WHAT YOU SHOULD DO — Copy the data below word for word, starting at the line that contains "the cave opening;" and continuing through the last line of the data.

[start]

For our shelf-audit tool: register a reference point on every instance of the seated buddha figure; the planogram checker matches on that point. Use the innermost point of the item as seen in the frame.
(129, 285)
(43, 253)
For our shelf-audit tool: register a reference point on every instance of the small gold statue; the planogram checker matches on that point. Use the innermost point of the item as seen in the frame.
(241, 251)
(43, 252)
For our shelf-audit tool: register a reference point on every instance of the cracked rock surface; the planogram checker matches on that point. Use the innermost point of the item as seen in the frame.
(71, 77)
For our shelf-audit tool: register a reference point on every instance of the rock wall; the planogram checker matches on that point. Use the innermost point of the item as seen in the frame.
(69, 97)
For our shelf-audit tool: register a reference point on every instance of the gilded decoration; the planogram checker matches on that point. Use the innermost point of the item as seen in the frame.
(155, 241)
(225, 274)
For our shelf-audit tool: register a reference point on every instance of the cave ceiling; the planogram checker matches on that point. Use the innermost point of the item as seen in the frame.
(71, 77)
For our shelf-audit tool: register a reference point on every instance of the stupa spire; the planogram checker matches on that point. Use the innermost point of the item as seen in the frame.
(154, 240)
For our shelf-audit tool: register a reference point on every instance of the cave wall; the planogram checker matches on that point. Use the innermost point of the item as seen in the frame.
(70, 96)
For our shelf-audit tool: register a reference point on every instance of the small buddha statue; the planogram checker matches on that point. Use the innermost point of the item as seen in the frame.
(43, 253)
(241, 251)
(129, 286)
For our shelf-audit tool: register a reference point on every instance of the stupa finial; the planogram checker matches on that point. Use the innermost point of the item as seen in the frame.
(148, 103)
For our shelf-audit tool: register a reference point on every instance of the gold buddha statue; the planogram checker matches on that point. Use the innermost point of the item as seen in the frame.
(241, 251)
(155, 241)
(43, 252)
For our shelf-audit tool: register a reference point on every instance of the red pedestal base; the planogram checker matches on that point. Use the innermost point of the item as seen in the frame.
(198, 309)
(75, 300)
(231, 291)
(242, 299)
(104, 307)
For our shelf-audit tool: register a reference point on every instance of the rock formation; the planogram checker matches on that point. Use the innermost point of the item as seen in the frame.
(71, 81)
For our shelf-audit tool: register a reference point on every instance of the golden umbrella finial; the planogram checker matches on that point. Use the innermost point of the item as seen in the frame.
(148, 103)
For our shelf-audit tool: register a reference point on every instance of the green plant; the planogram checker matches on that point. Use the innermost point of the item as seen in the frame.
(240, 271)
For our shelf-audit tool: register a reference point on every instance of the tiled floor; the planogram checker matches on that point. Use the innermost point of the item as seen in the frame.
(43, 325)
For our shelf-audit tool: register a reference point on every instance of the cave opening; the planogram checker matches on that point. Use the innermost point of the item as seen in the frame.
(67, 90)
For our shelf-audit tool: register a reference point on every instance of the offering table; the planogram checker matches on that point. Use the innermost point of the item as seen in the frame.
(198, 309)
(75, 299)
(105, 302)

[end]

SOLUTION —
For our shelf-audit tool: register a reference point on every instance of the cave opening; the planogram checker matches on that point. Use the innermost point of the item as seen in the frame.
(67, 90)
For our shelf-audit tool: register a reference point on every instance of the offering table; the planogram checker matches on that point. Use the innermost point of the item as seen in the frame.
(198, 309)
(75, 299)
(105, 302)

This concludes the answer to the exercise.